▶ [Text provided]:
──────────

Generally, car ownership in Nigeria is low in the cities; there is an average of 4 cars per 100 populations which translates to about 0.04 car owned per person (Adesanya, 2011). With such relatively low level of car ownership the cities experience so much congestion with public transport. However, the situation is different in some countries; the levels of car ownership are 0.831% in Brazil, 0.8% in Argentina, 0.825% in South Africa and 0.683% in India. If vehicle growth will be twice the growth of income there will be a greater necessity for protective measures for traffic management in Nigerian cities (Ogwude, 2011).
 
A comparison of government and private operation of public transport operations in Nigeria shows that the state, and local government public transport is more organized while private sector operators are largely unorganized. Private sector operators rely mainly on revenue and financial support from informal sector such as friends, relative. Government – owned public transport have better trained staff and maintenance facilities than most of the private sector operators; their service are often provided on fixed routes and are relatively cheaper that those provided by private sector operators. Government owned public transport operator also have service schedules, but in practice are rarely followed because of the inadequacies of vehicle, declining fleet utilization rates, growing competition with private and para-transit operators, poor traffic management, congestion especially during peak travel periods and other problems associated with the operating environment (Umar 2003). Estimate of transport demands in metropolitan Lagos in the 1990 range from 7 to 10 million passenger trips daily out of which over 95% are undertaken by road, primarily by car bus and taxi (Mabogunje, 2008).

──────────

▶ [Requirement 1]: Transcribe the passage above on public transport in Nigeria from "Generally, car ownership" to "cities (Ogwude, 2011).".
▶ [Requirement 2]: Extract every line of the entries below that contains the word "white".

──────────

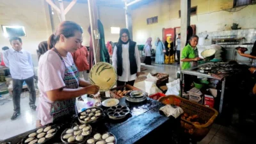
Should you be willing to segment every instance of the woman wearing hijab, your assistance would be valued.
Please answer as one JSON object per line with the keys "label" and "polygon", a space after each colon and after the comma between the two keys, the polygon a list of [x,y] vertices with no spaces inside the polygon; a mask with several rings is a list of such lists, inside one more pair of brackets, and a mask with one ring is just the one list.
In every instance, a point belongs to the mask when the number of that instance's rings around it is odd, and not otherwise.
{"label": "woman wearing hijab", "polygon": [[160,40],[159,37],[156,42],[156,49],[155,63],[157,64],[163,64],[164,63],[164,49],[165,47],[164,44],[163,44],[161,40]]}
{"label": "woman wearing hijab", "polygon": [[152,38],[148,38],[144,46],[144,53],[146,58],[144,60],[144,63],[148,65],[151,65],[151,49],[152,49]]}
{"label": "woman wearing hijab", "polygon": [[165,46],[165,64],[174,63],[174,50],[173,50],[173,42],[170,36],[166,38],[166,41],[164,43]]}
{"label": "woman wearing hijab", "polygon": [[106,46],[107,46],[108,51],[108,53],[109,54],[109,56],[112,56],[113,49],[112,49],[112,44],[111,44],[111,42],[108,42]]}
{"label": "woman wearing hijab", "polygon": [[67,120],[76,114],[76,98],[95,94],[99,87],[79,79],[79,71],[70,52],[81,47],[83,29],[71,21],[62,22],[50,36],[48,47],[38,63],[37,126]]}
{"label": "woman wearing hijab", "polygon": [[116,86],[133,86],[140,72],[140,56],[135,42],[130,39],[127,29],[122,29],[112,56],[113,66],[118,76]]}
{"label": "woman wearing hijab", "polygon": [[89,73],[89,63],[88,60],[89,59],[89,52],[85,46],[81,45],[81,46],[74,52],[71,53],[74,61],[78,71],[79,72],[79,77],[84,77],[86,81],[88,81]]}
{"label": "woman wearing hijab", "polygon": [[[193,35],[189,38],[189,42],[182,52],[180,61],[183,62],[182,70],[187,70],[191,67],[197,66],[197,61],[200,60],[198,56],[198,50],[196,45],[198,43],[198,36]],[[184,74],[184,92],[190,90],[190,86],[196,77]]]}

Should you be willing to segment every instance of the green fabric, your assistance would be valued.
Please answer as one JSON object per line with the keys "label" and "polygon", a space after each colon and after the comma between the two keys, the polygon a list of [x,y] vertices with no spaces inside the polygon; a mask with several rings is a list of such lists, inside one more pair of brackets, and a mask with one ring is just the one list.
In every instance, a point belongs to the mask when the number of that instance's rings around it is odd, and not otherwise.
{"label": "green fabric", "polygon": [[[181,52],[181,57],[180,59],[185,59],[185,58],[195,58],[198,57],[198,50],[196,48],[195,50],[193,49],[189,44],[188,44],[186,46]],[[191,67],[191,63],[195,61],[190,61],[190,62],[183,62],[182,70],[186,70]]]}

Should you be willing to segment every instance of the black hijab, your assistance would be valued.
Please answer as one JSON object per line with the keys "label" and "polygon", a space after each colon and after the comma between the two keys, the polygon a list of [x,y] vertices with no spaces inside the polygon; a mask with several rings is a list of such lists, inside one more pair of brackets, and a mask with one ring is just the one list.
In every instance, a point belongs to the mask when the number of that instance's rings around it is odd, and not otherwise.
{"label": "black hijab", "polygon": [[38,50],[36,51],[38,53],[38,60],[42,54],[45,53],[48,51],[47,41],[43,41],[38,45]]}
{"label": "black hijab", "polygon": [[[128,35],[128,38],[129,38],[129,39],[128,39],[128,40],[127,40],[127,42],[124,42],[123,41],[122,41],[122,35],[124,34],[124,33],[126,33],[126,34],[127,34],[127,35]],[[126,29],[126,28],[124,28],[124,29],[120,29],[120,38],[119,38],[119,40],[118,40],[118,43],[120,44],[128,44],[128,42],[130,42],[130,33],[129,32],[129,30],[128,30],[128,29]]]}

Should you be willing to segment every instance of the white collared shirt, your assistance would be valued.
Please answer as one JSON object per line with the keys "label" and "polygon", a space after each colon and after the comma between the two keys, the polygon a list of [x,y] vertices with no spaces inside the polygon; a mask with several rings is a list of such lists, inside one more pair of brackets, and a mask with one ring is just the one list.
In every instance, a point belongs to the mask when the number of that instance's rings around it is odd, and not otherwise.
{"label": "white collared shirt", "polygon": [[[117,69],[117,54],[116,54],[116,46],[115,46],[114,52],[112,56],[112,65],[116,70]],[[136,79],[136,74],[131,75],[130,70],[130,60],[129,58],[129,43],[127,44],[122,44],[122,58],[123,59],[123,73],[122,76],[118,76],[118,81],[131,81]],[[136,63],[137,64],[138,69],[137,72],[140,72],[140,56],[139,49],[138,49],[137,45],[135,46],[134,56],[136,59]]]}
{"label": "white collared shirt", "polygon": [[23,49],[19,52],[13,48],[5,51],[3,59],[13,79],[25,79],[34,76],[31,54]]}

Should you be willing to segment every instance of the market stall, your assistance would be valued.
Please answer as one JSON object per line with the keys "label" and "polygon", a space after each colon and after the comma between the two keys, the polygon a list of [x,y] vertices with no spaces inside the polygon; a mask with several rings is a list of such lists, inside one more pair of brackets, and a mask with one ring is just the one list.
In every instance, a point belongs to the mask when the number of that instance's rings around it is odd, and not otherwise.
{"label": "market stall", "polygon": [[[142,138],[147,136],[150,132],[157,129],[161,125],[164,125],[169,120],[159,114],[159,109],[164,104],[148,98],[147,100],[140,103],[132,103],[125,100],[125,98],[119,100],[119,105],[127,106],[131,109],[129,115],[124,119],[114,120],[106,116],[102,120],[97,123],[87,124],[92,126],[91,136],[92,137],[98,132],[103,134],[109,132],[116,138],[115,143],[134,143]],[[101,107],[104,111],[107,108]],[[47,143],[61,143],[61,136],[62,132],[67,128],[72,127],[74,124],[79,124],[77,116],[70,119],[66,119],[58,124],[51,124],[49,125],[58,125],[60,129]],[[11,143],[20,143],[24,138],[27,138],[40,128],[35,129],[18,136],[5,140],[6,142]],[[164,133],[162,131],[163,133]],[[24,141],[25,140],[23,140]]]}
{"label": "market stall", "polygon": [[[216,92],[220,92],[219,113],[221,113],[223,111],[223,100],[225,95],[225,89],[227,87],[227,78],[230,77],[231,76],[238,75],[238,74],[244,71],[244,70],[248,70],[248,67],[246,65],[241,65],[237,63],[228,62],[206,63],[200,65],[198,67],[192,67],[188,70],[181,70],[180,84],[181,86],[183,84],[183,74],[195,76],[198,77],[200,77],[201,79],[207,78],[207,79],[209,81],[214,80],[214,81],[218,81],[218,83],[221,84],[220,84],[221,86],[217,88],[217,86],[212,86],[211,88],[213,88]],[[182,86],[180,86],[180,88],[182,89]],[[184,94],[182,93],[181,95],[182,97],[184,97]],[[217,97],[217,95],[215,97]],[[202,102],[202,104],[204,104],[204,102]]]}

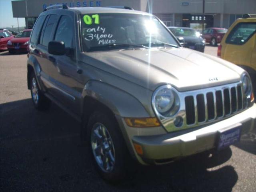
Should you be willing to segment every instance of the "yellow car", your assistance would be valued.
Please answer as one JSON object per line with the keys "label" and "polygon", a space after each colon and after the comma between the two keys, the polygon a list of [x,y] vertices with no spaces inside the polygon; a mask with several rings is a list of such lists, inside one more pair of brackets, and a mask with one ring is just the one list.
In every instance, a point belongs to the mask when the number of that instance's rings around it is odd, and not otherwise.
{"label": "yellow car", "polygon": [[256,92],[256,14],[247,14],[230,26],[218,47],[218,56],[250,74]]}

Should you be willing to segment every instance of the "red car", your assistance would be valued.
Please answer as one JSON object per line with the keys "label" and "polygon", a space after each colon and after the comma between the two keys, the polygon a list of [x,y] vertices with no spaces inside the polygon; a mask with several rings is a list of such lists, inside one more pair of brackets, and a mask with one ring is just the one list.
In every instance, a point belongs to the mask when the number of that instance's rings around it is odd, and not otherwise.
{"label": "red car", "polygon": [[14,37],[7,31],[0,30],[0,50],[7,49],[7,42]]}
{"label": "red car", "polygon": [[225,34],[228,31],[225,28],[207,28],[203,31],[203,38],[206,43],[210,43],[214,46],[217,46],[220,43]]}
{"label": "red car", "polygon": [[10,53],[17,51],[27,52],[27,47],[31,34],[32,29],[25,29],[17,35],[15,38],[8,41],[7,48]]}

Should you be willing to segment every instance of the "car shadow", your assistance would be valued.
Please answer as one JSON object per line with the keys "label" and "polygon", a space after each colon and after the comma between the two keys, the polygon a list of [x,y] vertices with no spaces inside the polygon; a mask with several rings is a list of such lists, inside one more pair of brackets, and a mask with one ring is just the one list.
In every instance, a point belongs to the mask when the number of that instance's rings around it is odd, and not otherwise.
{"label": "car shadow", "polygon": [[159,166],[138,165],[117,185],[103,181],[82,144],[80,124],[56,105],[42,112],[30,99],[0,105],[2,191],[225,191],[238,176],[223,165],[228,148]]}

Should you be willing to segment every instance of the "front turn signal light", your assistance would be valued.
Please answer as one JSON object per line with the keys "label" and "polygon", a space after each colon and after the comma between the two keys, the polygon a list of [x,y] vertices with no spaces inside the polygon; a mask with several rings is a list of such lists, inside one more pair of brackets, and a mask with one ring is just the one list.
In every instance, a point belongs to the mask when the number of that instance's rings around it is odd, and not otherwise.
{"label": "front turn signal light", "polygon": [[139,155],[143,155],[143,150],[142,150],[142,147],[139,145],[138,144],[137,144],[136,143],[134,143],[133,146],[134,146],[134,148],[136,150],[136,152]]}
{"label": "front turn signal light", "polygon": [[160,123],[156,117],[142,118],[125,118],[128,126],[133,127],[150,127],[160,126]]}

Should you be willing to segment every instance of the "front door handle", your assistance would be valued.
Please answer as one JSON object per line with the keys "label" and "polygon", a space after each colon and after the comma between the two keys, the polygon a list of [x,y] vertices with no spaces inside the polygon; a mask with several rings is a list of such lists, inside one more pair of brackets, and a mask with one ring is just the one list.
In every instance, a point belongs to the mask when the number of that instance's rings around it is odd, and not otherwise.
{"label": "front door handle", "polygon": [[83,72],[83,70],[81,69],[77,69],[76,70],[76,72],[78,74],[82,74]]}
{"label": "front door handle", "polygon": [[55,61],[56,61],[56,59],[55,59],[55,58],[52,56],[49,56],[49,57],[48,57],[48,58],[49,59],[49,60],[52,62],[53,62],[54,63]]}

──────────

▶ [Final result 1]:
Generally, car ownership in Nigeria is low in the cities; there is an average of 4 cars per 100 populations which translates to about 0.04 car owned per person (Adesanya, 2011). With such relatively low level of car ownership the cities experience so much congestion with public transport. However, the situation is different in some countries; the levels of car ownership are 0.831% in Brazil, 0.8% in Argentina, 0.825% in South Africa and 0.683% in India. If vehicle growth will be twice the growth of income there will be a greater necessity for protective measures for traffic management in Nigerian cities (Ogwude, 2011).

▶ [Final result 2]:
Should you be willing to segment every instance of the white collared shirt, your assistance would be valued.
{"label": "white collared shirt", "polygon": [[[117,69],[117,54],[116,54],[116,46],[115,46],[114,52],[112,56],[112,65],[116,70]],[[136,79],[136,74],[131,75],[130,70],[130,60],[129,58],[129,43],[127,44],[122,44],[122,58],[123,59],[123,73],[122,76],[118,76],[118,81],[131,81]],[[136,63],[137,64],[138,69],[137,72],[140,72],[140,56],[139,49],[138,49],[137,45],[135,46],[134,56],[136,59]]]}
{"label": "white collared shirt", "polygon": [[23,49],[19,52],[13,48],[5,51],[3,59],[13,79],[25,79],[34,76],[31,54]]}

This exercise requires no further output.